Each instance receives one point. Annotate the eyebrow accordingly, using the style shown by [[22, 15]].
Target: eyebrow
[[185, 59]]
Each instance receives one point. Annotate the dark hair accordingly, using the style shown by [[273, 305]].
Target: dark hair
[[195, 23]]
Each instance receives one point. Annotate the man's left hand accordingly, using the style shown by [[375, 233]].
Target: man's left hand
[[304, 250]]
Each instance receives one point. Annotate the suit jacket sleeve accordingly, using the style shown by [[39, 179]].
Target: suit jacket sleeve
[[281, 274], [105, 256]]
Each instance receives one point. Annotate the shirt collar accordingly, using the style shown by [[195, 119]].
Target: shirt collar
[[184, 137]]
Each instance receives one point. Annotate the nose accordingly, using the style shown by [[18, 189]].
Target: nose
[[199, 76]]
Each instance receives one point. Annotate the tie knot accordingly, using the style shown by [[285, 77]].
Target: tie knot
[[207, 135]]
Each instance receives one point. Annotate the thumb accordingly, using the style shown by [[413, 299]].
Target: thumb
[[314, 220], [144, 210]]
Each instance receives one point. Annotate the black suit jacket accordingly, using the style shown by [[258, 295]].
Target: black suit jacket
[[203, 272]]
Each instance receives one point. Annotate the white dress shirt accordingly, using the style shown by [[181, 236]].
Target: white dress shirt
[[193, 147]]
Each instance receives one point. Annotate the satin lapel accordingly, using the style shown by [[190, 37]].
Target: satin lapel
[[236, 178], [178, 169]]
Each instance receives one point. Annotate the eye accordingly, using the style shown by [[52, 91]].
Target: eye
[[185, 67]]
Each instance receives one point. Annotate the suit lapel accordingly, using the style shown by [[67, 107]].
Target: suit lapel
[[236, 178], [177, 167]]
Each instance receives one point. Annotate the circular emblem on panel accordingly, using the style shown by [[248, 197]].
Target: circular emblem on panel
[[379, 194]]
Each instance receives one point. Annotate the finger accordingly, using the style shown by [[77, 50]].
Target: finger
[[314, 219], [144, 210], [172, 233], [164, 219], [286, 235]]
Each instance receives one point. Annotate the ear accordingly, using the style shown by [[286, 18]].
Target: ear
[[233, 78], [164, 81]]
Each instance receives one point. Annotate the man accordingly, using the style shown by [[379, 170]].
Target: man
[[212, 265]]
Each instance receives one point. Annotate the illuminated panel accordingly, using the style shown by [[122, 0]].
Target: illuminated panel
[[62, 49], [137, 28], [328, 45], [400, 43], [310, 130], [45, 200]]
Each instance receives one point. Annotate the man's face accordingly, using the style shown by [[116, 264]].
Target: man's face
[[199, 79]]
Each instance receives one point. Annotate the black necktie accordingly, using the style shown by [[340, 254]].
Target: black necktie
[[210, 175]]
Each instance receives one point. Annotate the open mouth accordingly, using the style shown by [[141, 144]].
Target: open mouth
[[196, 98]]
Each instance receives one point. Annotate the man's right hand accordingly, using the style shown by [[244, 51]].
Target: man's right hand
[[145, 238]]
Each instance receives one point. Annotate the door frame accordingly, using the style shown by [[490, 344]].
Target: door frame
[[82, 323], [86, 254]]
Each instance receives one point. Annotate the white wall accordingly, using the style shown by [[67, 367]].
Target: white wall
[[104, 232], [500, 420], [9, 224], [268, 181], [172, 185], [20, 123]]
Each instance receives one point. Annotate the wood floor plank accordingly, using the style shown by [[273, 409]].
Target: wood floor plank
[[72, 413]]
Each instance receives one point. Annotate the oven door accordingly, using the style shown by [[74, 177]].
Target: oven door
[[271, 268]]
───
#### [Problem to solve]
Take the lines from the one containing "Each instance receives one point. Annotate the black necktie" to the last line of the material above and write them out exactly.

#### [Exercise solution]
Each instance receives one point. Annotate the black necktie accordingly, using the style shown by [[340, 254]].
Target: black necktie
[[210, 175]]
Each instance receives one point. Annotate the open mouth accordingly, using the style shown by [[141, 144]].
Target: open mouth
[[196, 98]]
Each instance receives one point. Annotate the man's right hand accordingly, using the style shown by [[244, 51]].
Target: man's right hand
[[145, 238]]
Each instance receives one point. Annotate the door frame accordingly, using the style shown by [[490, 344]].
Target: door frame
[[82, 323], [86, 254]]
Each instance receives one point. Annotate the white wall accordingly, using the style shown by [[67, 367]].
Target: white wall
[[104, 232], [500, 420], [9, 224], [268, 181], [172, 185], [20, 123]]
Each instance receives one point. Annotate the wood floor plank accordingly, using the style shown by [[273, 409]].
Target: wood floor plank
[[72, 413]]
Each instance receives one point. Annotate the oven door accordingly, using the style shown by [[74, 177]].
Target: oven door
[[271, 268]]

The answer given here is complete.